— Requirements —
Copy out the items below, switching each "formatted sample" to "sample in this format" and changing nothing else. Leave the pictures out of your copy.

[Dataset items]
▬▬▬▬▬▬▬▬▬▬

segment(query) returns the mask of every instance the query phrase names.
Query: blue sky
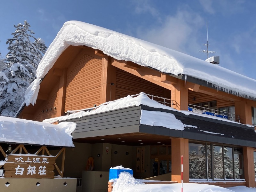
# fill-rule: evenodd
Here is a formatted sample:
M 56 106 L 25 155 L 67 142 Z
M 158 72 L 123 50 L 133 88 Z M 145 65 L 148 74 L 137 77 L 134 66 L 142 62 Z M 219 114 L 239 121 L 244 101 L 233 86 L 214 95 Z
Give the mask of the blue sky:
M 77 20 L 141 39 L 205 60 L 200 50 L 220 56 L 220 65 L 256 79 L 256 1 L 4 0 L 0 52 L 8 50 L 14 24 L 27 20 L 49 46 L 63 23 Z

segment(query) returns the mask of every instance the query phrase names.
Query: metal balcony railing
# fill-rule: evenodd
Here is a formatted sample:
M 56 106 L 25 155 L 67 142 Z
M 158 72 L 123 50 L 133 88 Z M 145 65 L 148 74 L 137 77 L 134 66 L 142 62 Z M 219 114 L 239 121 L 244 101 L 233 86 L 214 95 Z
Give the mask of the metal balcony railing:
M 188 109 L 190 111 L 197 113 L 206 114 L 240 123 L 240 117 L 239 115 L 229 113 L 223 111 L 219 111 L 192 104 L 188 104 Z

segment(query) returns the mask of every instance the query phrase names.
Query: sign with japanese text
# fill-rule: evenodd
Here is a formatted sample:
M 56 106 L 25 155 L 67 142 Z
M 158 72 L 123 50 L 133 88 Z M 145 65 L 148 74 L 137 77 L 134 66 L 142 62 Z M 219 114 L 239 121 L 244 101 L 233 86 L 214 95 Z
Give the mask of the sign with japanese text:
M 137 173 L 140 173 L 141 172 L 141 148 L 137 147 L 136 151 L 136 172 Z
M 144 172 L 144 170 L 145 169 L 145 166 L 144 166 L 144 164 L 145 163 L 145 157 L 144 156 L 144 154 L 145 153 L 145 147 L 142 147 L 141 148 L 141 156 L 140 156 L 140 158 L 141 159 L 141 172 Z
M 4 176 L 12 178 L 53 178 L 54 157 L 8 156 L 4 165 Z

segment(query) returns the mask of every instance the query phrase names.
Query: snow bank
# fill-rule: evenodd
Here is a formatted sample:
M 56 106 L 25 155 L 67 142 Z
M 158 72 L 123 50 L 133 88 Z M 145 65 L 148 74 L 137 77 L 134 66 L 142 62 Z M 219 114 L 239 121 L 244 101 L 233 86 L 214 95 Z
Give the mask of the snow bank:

▬▬▬▬▬▬▬▬▬▬

— Answer —
segment(query) returns the mask of every instance the query phrase names.
Query: blue sky
# fill-rule: evenodd
Here is a sample in this format:
M 56 106 L 25 155 L 67 142 Z
M 158 72 L 123 50 L 133 88 Z M 145 65 L 148 74 L 137 77 L 134 66 L 142 62 Z M 219 114 L 239 121 L 244 101 L 233 86 L 214 95 Z
Give the mask of the blue sky:
M 77 20 L 141 39 L 205 60 L 200 50 L 220 56 L 220 65 L 256 79 L 256 1 L 4 0 L 0 52 L 8 50 L 14 24 L 27 20 L 49 46 L 63 23 Z

segment(query) returns the mask of every instance the query phrase names.
Query: metal balcony railing
# fill-rule: evenodd
Here is a sample in this format:
M 56 106 L 25 155 L 67 142 Z
M 158 72 L 123 50 L 133 88 Z M 145 65 L 148 74 L 137 77 L 134 66 L 142 62 Z M 219 114 L 239 121 L 244 101 L 233 86 L 214 95 Z
Give the mask of the metal balcony railing:
M 188 109 L 190 111 L 197 113 L 206 114 L 240 123 L 240 117 L 239 115 L 229 113 L 223 111 L 219 111 L 192 104 L 188 104 Z

segment(query) returns the mask of every instance the query phrase names.
Query: sign with japanese text
# fill-rule: evenodd
Here is a sample in this format:
M 56 106 L 25 155 L 67 142 Z
M 158 72 L 123 50 L 133 88 Z M 145 65 L 148 74 L 137 77 L 134 66 L 142 62 Z M 219 114 L 239 121 L 244 101 L 233 86 L 214 95 Z
Give the mask of the sign with japanese text:
M 137 173 L 140 173 L 141 172 L 141 148 L 137 147 L 136 151 L 136 172 Z
M 144 172 L 144 170 L 145 169 L 145 166 L 144 166 L 144 164 L 145 163 L 145 157 L 144 156 L 144 154 L 145 153 L 145 147 L 142 147 L 141 148 L 141 156 L 140 156 L 140 158 L 141 159 L 141 172 Z
M 4 176 L 12 178 L 53 178 L 54 157 L 8 156 L 4 165 Z

segment(query) returns the mask of every instance the query phrase names.
Query: snow bank
# fill-rule: evenodd
Here is a sample in this format:
M 56 106 L 25 155 L 67 142 Z
M 158 72 L 123 50 L 133 88 Z M 145 65 L 148 74 L 137 77 L 134 66 L 142 62 Z M 219 114 L 239 121 L 244 101 L 233 86 L 214 95 Z
Give the mask of the snow bank:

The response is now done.